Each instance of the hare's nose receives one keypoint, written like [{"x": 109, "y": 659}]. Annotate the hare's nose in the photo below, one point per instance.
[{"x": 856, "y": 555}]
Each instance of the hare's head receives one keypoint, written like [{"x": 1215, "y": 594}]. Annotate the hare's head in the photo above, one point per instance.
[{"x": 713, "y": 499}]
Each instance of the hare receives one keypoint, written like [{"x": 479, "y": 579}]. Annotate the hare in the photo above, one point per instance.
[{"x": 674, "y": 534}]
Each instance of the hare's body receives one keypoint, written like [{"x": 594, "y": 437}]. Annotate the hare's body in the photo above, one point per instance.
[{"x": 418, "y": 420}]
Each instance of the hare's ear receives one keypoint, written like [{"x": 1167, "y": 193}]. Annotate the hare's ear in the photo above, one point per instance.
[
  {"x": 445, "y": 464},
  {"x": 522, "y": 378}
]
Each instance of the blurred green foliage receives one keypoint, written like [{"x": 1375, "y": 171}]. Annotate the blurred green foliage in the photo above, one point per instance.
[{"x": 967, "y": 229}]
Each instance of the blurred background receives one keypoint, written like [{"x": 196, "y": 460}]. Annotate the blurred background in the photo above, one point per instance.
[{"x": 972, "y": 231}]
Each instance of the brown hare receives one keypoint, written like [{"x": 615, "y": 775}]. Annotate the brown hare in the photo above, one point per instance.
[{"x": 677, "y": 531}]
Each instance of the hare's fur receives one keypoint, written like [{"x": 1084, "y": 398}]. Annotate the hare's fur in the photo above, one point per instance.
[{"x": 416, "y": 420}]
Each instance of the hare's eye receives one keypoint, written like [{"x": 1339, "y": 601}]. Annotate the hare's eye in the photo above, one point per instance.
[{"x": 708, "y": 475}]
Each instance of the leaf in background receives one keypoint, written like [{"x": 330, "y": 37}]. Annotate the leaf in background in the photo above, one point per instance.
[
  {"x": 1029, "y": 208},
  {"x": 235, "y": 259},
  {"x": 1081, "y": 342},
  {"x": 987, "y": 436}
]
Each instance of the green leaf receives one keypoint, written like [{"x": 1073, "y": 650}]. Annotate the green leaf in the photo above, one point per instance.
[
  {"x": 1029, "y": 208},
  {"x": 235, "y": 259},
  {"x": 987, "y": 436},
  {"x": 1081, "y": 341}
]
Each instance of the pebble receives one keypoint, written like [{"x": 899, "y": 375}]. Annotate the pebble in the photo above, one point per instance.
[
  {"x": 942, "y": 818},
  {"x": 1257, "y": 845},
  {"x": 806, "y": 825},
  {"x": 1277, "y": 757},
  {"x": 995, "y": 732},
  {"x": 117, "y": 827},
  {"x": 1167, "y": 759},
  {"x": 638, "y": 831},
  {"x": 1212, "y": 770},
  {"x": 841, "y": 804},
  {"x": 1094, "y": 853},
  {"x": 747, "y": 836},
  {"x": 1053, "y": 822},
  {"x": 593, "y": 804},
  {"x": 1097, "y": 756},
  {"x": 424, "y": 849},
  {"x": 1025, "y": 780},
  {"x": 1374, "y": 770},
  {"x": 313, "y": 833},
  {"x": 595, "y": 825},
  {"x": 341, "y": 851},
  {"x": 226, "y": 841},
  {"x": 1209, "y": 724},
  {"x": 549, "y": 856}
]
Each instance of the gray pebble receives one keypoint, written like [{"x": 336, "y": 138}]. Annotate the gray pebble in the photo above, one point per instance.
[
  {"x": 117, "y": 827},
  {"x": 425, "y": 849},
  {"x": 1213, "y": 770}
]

........

Directions:
Find the line that contains "Each instance of the hare's eye" in the listing above. Retype it and every line after it up to the last, exactly, and nothing else.

Answer to the problem:
Each instance of the hare's eye receives one keypoint, written like [{"x": 1339, "y": 601}]. Annotate the hare's eye in the photo above, one point per instance.
[{"x": 708, "y": 475}]
Each instance of the leaf in background receives one keypoint, written like [{"x": 330, "y": 37}]. Annotate the leaf in background in the photo above, one point per instance.
[
  {"x": 1029, "y": 208},
  {"x": 235, "y": 259},
  {"x": 1081, "y": 342},
  {"x": 987, "y": 436}
]
Each instance of the green leaf receives one keypoint, written like [{"x": 1073, "y": 650}]. Annotate the green leaf in the photo above, one point per instance.
[
  {"x": 1029, "y": 208},
  {"x": 235, "y": 259},
  {"x": 987, "y": 436},
  {"x": 1081, "y": 341}
]
Each instance of the pebble receives one keypoint, written like [{"x": 899, "y": 375}]. Annotate the pebble in the photo above, one point per instance.
[
  {"x": 942, "y": 818},
  {"x": 1257, "y": 845},
  {"x": 806, "y": 825},
  {"x": 1277, "y": 757},
  {"x": 995, "y": 732},
  {"x": 117, "y": 827},
  {"x": 1167, "y": 759},
  {"x": 638, "y": 831},
  {"x": 1212, "y": 770},
  {"x": 841, "y": 804},
  {"x": 1094, "y": 853},
  {"x": 747, "y": 836},
  {"x": 1053, "y": 822},
  {"x": 593, "y": 804},
  {"x": 1097, "y": 756},
  {"x": 424, "y": 849},
  {"x": 1025, "y": 780},
  {"x": 1374, "y": 770},
  {"x": 313, "y": 833},
  {"x": 595, "y": 825},
  {"x": 341, "y": 851},
  {"x": 226, "y": 841},
  {"x": 1209, "y": 724},
  {"x": 549, "y": 856}
]
Each instance of the gray pebble receives one keypoint, written like [{"x": 336, "y": 138}]. Annotate the gray pebble in the photo above, one point per instance.
[
  {"x": 117, "y": 827},
  {"x": 425, "y": 849},
  {"x": 1213, "y": 770}
]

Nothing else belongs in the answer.